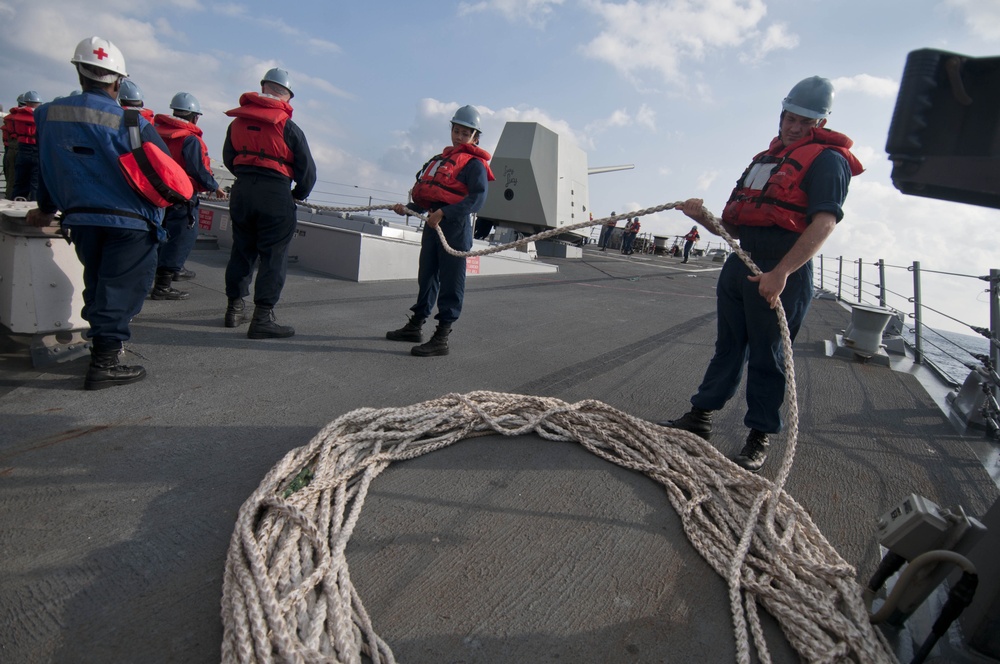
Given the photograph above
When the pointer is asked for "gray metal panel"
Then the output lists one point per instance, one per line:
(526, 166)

--

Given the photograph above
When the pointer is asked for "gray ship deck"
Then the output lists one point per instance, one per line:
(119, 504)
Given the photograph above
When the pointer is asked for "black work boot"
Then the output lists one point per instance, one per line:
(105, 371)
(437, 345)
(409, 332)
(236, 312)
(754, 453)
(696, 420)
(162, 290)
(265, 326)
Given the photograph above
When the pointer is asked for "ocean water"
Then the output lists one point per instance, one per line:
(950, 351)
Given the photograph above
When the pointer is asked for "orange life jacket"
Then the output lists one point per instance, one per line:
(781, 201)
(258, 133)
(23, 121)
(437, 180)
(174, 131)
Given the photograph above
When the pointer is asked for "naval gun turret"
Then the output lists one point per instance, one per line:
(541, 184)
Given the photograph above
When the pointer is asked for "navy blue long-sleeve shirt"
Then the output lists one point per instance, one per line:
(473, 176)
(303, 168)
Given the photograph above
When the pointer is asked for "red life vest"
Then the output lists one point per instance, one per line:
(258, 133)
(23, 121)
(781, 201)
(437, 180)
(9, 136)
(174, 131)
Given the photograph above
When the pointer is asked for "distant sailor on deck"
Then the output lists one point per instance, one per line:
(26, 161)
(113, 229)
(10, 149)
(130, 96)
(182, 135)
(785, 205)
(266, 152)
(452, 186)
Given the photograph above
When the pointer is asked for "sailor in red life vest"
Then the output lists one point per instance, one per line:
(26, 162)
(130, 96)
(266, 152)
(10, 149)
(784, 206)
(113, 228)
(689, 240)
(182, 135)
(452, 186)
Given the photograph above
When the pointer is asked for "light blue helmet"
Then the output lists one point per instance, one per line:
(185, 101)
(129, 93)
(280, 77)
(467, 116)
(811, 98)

==

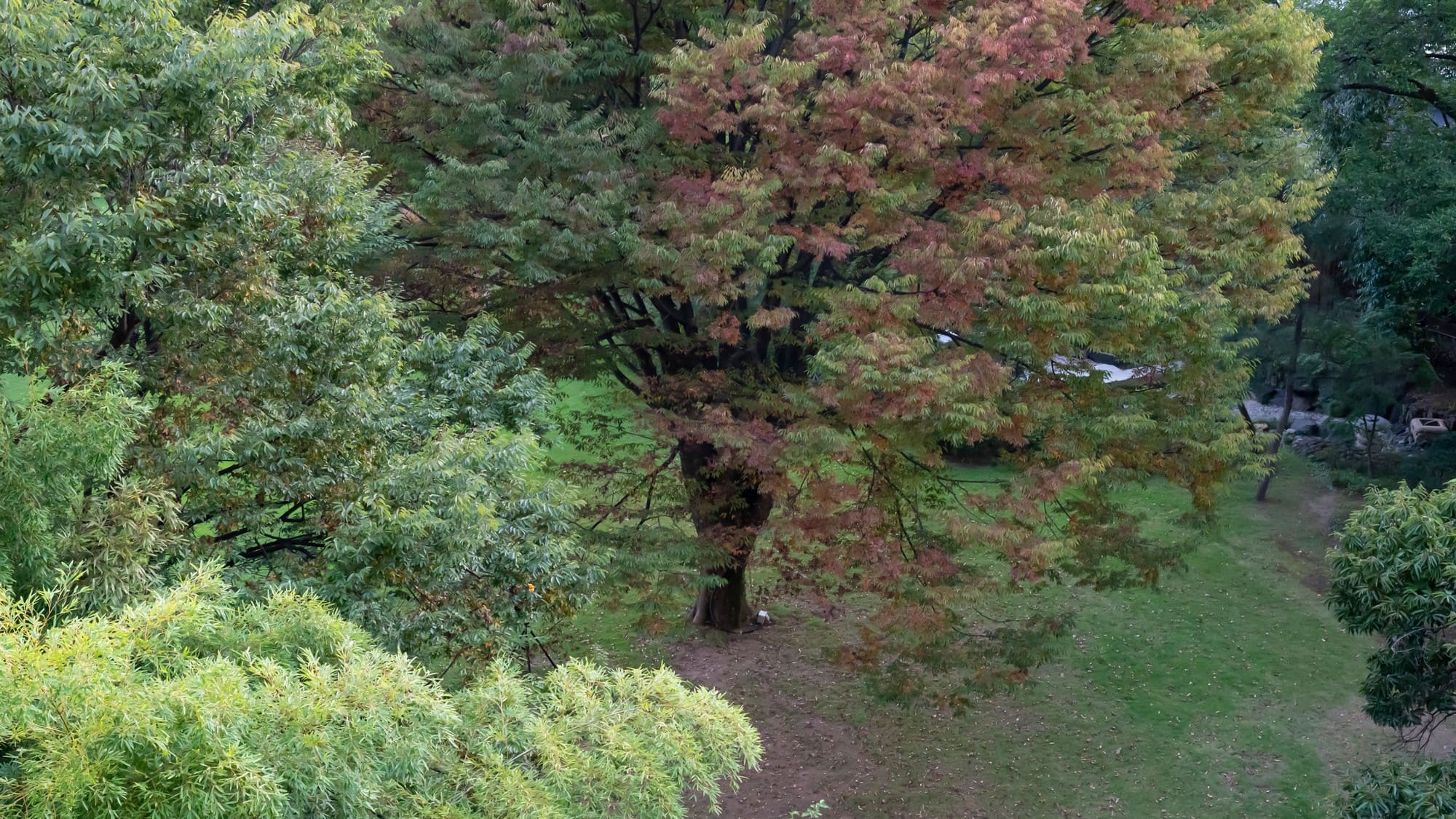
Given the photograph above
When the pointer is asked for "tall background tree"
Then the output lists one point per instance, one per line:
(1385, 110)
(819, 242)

- [Description of the task]:
How many of the lines above contain the word "blue"? Reply with the number alone.

- [The completed task]:
2